#### Extrait du document:
——————————
Toutefois, si on retrouve bien le ton de la série et la « voix » du héros dans ces deux épisodes, reconnaît-on son visage ? Non, je n’essaie pas de faire de l’humour sur la capacité de régénération du Docteur, mais pointe du doigt l’une des spécificités des dessins dans les adaptations de séries TV et films en comics, à savoir que la représentation des acteurs même dans leurs rôles tenus à l’écran est soumis au droit à l’image. Ainsi, il n’est pas rare qu’un acteur refuse que sa tête soit restituée à l’identique dans les aventures de papier de son alter-égo, les dessinateurs usant alors d’astuces allant d’une représentation proche à la reproduction d’expressions faciales ou corporelles rappelant le personnage. D’un point de vue générale sur les dessins, je trouve que Dave Taylor s’en sort bien sur les paysages mais réussi moins ses personnages humains en règle générale, ce qui est assez décevant pour un dessinateur avec tant d’expérience ; c’est d’autant plus décevant que de voir que si ce n’est pas un dessinateur débutant placé sur une licence comme c’est souvent le cas, l’artiste aguerri choisi ne soit pas au top de sa forme. D’un point de vue relevant strictement de la ressemblance avec le modèle utilisé, son Docteur oscille entre un « presque-Capaldi » et un simple excentrique aux cheveux gris suivant les pages dont le visage varie parfois sur la même page ; on est pas loin de penser que le Docteur a été remplacé par un clone fait de Chair vivante (rappelez-vous la saison 6) qui aurait du mal à garder une forme stable. On découvre heureusement quelques moments où il semble avoir saisi le physique de l’acteur, comme ce gros plan sur les yeux de Docteur qui rappelle le regard en colère si marquant que Capaldi a pu arborer durant la dernière saison et qui a été popularisé par une photo promotionnelle (voir ci-dessus), mais le tout reste beaucoup trop irrégulier sur les deux épisodes à mon goût. Les dessins ayant tendance à vraiment se dégrader à mesure que le second épisode avance, on peut se demander si le dessinateur n’a pas dû se dépêcher pour rendre ses planches dans les temps impartis, ce qui expliquerait quelques gros ratés comme le troisième visage du Docteur ci-dessous.
Mais la véritable catastrophe vient de Clara. Clara, ma petite Claranounette adorée, que t-ont-ils faits ?! C’est bien simple, on ne la reconnait même pas !!! Et admettons que ce soit une histoire de droit d’imagine, cela ne pardonne pas les case où la jeune femme est assez ratée. Le problème se rencontre également à l’écriture, puisqu’au final de l’espiègle partenaire d’aventure à la verve mordante il ne reste qu’un compagnon générique remplaçable par d’autres ayant exercé ce poste par le passé ; elle n’est pas totalement absente de l’intrigue, mais son rôle ne paraît pas fondamental dans sa résolution et il est vraiment dommage de voir un personnage si riche ne pas être (pour l’instant ?) utilisé à sa juste valeur. Les problèmes morphologiques dont souffre la jeune femme durant l’aventure semblent vraiment venir du style du dessinateur, puisqu’elle est clairement reconnaissable sur l’une des couvertures alternatives du #1.
——————————
#### Fiches fournies:

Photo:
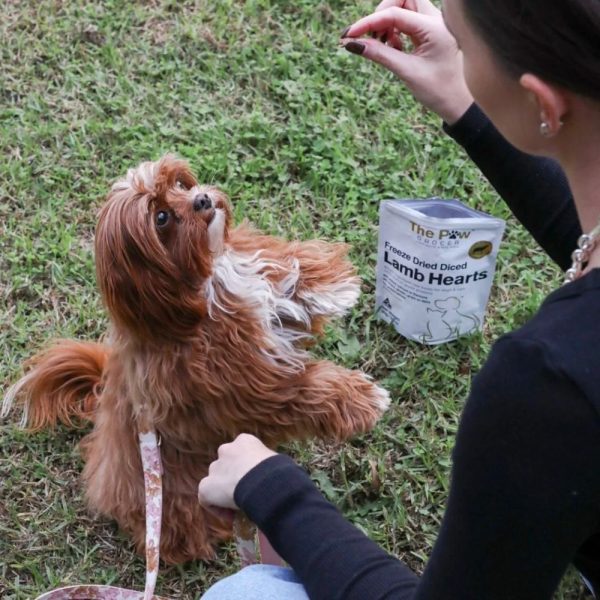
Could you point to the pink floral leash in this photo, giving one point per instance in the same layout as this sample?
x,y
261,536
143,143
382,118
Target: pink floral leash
x,y
243,529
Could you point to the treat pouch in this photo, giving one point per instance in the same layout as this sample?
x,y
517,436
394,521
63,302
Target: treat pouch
x,y
435,266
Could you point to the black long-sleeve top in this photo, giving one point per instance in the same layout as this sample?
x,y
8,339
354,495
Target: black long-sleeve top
x,y
524,498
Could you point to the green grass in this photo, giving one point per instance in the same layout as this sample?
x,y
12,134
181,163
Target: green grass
x,y
307,140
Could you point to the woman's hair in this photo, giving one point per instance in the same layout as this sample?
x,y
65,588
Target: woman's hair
x,y
557,40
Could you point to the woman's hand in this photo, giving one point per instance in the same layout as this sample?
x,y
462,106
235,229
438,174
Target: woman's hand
x,y
432,69
233,462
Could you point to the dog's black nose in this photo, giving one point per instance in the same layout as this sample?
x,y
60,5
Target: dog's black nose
x,y
202,202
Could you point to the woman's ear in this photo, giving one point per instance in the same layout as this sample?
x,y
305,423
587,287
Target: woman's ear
x,y
552,102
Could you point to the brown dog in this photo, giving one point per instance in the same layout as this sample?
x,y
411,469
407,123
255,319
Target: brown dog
x,y
209,329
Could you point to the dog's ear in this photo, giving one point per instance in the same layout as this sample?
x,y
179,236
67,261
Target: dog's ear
x,y
143,289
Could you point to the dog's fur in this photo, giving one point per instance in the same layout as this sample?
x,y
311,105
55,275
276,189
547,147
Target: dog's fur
x,y
209,329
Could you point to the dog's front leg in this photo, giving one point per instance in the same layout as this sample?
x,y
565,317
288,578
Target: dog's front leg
x,y
325,401
327,284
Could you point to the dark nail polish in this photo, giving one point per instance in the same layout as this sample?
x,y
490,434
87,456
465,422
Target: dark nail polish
x,y
355,47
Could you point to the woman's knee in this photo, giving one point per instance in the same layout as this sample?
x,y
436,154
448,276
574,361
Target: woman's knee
x,y
258,582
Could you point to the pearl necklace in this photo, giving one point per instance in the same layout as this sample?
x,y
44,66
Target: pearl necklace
x,y
585,246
——————————
#### Objectif 1:
D'après l'extrait sur les comics Doctor Who, pourquoi les défauts de Clara semblent-ils venir du style du dessinateur ? Répondez en une à trois phrases.
#### Objectif 2:
Pour chaque affirmation, indiquez par oui ou non si elle s'accorde avec l'extrait sur les comics Doctor Who, et citez les mots décisifs de l'extrait. (a) Dave Taylor réussit mieux les paysages que les personnages humains. (b) Les dessins s'améliorent à mesure que le second épisode avance. (c) Clara est totalement absente de l'intrigue.
#### Objectif 3:
Donnez la suite de l'extrait sur les comics Doctor Who, après sa dernière phrase.

#### Résultat final 1:
Les problèmes morphologiques de Clara semblent venir du style du dessinateur parce qu'elle est clairement reconnaissable sur l'une des couvertures alternatives du #1.

#### Résultat final 2:
(a) Oui : « Dave Taylor s’en sort bien sur les paysages mais réussi moins ses personnages humains ».
(b) Non : « Les dessins ayant tendance à vraiment se dégrader à mesure que le second épisode avance ».
(c) Non : « elle n’est pas totalement absente de l’intrigue ».

#### Résultat final 3:
Le second épisode propose également deux courtes histoires humoristiques d’une page chacune, la première mettant en scène le Docteur sous la forme d’une figurine, la seconde dans un dessin cartoony signé Neil Slorance sur des dialogues de Colin Bell. Petite plus-value sympathique, ces histoires reflètes bien le côté décalé dont la série se réclame par certains épisodes.
Un petit mot également sur les couvertures alternatives sur lesquelles Titan Books s’est lâché puisqu’on en compte pas moins de… trente-deux !!! Ce haut nombre a été atteint de manière artificiel puisque pas mal d’entre elles utilisent tout simplement des photos promotionnelles, une pratique à laquelle on coupe rarement lorsqu’il s’agit d’adaptation ; on retrouve également une blank cover à faire dessiner soi-même, la couverture principale réalisée par Alice X. Zhang est réutilisée avec un autre fond et les huit dernières destinées à des magasins et comic-shops précis sont des variations du même dessin de base avec sur chacune d’entre elles un ennemi emblématique différent sur la droite. Parmi toutes ces variant covers on remarquera notamment celle de Mariano Laclaustra qui prouve que l’on peut représenter une Clara vraiment ressemblante à l’originale et celle de Des Taylor qui parodie l’une des couvertures les plus reprises au monde que vous reconnaîtrez sans doute (et que je ne nommerai pas parce que j’ai l’impression de parler de cette histoire dès que j’écris un article sur le site ! Enfin bon, vu que je parle d’un voyageur temporel, ce n’est pas non plus illogique que ça vienne sur le tapi…), vous pourrez vous amusez à les rechercher dans la liste complète ci-dessous !
Pour le second épisode le choix aura été plus raisonnable puisque seule deux autres couvertures reprenant chacune l’un des deux protagonistes principaux sont proposées en plus de la principale, cette fois dessinée par The Coal Hill Gang, un mystérieux pseudonyme faisant allusion à la Coal Hill School où enseigne Clara. Ce modèle de trois couvertures dont deux utilisant des photos semble voué à être appliqué pour la suite puisqu’il s’appliquera également au troisième épisode, qui prendra cette fois-ci la forme d’une intrigue basé sur un voyage dans le temps sur Terre.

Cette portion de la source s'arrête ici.